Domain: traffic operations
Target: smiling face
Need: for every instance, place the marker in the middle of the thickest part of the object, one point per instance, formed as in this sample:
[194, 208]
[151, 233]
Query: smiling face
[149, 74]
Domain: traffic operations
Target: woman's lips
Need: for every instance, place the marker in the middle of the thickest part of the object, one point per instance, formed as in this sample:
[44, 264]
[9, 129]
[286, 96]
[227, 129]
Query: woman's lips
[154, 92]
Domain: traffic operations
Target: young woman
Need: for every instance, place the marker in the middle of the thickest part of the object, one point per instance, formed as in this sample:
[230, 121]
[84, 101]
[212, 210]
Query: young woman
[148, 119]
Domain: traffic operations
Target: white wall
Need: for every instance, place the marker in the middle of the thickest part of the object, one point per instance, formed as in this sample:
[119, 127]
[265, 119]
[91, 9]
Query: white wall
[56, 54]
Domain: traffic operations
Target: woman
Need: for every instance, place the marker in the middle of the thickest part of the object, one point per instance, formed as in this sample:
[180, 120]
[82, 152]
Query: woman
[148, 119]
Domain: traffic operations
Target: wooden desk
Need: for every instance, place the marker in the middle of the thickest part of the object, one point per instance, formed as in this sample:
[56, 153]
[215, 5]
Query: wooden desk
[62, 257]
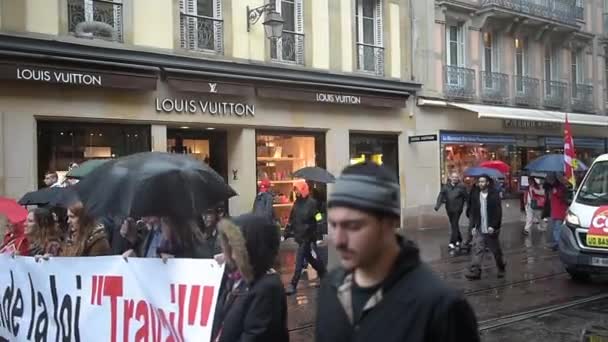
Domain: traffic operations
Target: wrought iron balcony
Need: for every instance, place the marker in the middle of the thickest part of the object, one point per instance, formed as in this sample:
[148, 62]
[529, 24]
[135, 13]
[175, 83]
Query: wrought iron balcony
[107, 12]
[289, 48]
[556, 94]
[526, 91]
[582, 98]
[370, 58]
[494, 87]
[459, 82]
[557, 10]
[202, 33]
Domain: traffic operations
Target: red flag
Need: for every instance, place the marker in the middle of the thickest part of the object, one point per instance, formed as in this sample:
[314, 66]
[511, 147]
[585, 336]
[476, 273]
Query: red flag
[569, 154]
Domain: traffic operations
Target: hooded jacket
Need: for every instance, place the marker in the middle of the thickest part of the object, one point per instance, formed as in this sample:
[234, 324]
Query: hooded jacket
[412, 305]
[250, 307]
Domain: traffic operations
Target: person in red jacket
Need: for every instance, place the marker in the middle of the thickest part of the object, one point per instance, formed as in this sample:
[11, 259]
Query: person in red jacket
[559, 206]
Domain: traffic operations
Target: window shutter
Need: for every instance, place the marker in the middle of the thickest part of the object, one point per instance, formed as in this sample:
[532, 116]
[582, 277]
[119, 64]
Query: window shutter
[218, 29]
[118, 19]
[379, 37]
[192, 28]
[299, 39]
[88, 10]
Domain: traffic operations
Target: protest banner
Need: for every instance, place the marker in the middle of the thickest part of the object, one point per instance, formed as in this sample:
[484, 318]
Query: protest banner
[107, 299]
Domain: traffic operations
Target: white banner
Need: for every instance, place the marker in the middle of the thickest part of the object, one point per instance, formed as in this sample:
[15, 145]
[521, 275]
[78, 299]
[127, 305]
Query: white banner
[107, 299]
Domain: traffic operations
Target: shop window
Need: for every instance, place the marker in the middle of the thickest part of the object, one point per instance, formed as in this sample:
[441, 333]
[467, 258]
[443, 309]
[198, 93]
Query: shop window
[379, 148]
[63, 143]
[279, 155]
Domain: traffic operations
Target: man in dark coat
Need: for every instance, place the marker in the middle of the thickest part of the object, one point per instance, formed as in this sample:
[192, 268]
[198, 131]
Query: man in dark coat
[486, 219]
[303, 226]
[454, 196]
[382, 291]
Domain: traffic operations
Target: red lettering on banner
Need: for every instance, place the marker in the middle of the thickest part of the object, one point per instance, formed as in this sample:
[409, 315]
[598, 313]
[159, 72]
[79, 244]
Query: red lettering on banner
[129, 306]
[193, 306]
[141, 314]
[206, 304]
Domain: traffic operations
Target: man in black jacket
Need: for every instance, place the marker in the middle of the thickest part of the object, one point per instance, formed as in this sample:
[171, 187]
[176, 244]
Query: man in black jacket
[382, 291]
[486, 219]
[454, 195]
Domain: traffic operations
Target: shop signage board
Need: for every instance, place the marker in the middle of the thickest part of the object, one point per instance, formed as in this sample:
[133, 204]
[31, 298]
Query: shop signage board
[527, 124]
[422, 138]
[76, 77]
[597, 236]
[331, 97]
[213, 108]
[460, 138]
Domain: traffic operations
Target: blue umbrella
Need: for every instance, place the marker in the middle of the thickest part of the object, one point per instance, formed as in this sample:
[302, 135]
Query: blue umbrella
[552, 163]
[478, 171]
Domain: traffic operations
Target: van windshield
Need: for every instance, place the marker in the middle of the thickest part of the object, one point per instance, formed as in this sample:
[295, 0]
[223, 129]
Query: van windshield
[595, 187]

▬▬▬▬▬▬

ACTION ITEM: The expected output is the whole listing, word for word, minus its pictures.

TASK RESPONSE:
Domain: traffic operations
Target: smiling face
Need: for every instance, place the marker in the middle of the thickest part of the object, one point per instance, formed as in this sample:
[194, 208]
[151, 233]
Query: smiling face
[149, 74]
Domain: traffic operations
Target: woman's lips
Need: for every instance, place the marker in the middle of the thickest part of the object, one point per instance, formed as in this sample:
[44, 264]
[9, 129]
[286, 96]
[227, 129]
Query: woman's lips
[154, 92]
Domain: traffic operations
Target: young woman
Need: for every instance, place the marker in the middle of the thickest part of the object, one point per instance, formed as in this sample:
[230, 121]
[84, 101]
[212, 210]
Query: young woman
[148, 119]
Domain: traffic operations
Target: white wall
Need: for every instance, place the marker in the middle of the thickest part of the object, one point per instance, formed as in this sample:
[119, 127]
[265, 119]
[91, 9]
Query: white wall
[56, 54]
Domain: traffic operations
Target: woman
Need: for every instance, place the marker in the middle of the thickest part of the object, one point per instance, formed as in this sample:
[180, 120]
[82, 152]
Query: woman
[148, 119]
Domain: traffic operations
Target: wooden desk
Need: for every instance, place the marker in the middle of the thickest part of the object, one point per instance, formed as in this sample:
[56, 153]
[215, 5]
Query: wooden desk
[62, 257]
Domain: traffic operations
Target: wrought iron balcony
Need: for every instance, place the marker in the middle of the thickest part of the object, one point per instance, formed as in this sample:
[148, 62]
[529, 24]
[135, 13]
[175, 83]
Query: wrought iron balcony
[107, 12]
[289, 48]
[556, 94]
[526, 91]
[582, 98]
[370, 58]
[494, 87]
[459, 82]
[557, 10]
[202, 33]
Domain: traffic operations
Target: red flag
Need: for every instance, place the marker in the middle of the thickest part of the object, one point per instance, formed as in this sample:
[314, 66]
[511, 147]
[585, 336]
[476, 273]
Query: red flag
[569, 154]
Domain: traffic operations
Target: hooded jacket
Need: for every instance, place the marker in the middle of the thickest part of the object, one point per instance, formed as in this sample:
[234, 324]
Query: hooded jacket
[412, 305]
[250, 307]
Domain: traffic operations
Target: person in red jacket
Need: for every instance, place the marker in the middle of the thickest part of the object, one point per instance, formed as in this sample:
[11, 259]
Query: person in red jacket
[559, 206]
Domain: traffic operations
Target: window shutter
Need: for every instance, place the marker in the middle of the thickest part of the object, one point per instance, formed as in this sample:
[532, 116]
[582, 277]
[119, 64]
Query: window shutter
[218, 29]
[118, 19]
[379, 37]
[192, 28]
[299, 39]
[88, 10]
Domain: traffic operations
Target: protest banner
Need: for every instance, place the marker in the middle of the thickest part of the object, one point per instance, formed as in this sample:
[484, 318]
Query: protest banner
[107, 299]
Domain: traffic operations
Target: white banner
Need: for every instance, place the marker in the middle of the thickest part of the object, one point per instance, formed as in this sample:
[15, 145]
[521, 275]
[78, 299]
[127, 305]
Query: white banner
[107, 299]
Domain: traffic operations
Target: shop window
Need: for every instance, place the marker in the middle of the thickest part of the object, one point per instance, formed as in this sample:
[441, 333]
[467, 258]
[443, 309]
[198, 93]
Query: shop window
[379, 148]
[63, 143]
[279, 155]
Domain: traffic operations
Target: man in dark coat
Need: for every instance, place the marker in the middle of the thickest part of the object, one point per instance, formed as in this sample:
[192, 268]
[198, 131]
Query: man in dark coat
[486, 219]
[303, 226]
[454, 196]
[382, 291]
Domain: traffic operations
Target: red lettering on banner
Need: for every instance, place the marker in the middle of the thickest part of the object, one point per instance, formed as in this sample:
[409, 315]
[598, 313]
[159, 72]
[79, 244]
Query: red lettering on banner
[129, 306]
[193, 306]
[141, 314]
[206, 304]
Domain: traffic operations
Target: man in black jacket
Need: for every instance, place the marker in the middle of the thickest part of the object, one point per instance, formed as in this sample:
[171, 187]
[176, 244]
Query: man in black jacket
[382, 291]
[486, 219]
[454, 195]
Domain: traffic operations
Target: shop signage board
Need: for every instance, place the marker in the middle of the thickest part of the object, one point per instance, formed as in this sample:
[133, 204]
[31, 298]
Query: shop signage board
[527, 124]
[422, 138]
[76, 77]
[597, 236]
[331, 97]
[213, 108]
[460, 138]
Domain: traffic operations
Target: blue umbrella
Need: for every instance, place the marker in the middle of the thickest part of the object, one point per instance, formed as in this sample:
[302, 135]
Query: blue umbrella
[552, 163]
[478, 171]
Domain: traffic operations
Target: van windshield
Need: for every instance, place the marker in the middle of the thickest part of the object, one point per instance, formed as in this sample:
[295, 0]
[223, 129]
Query: van windshield
[595, 187]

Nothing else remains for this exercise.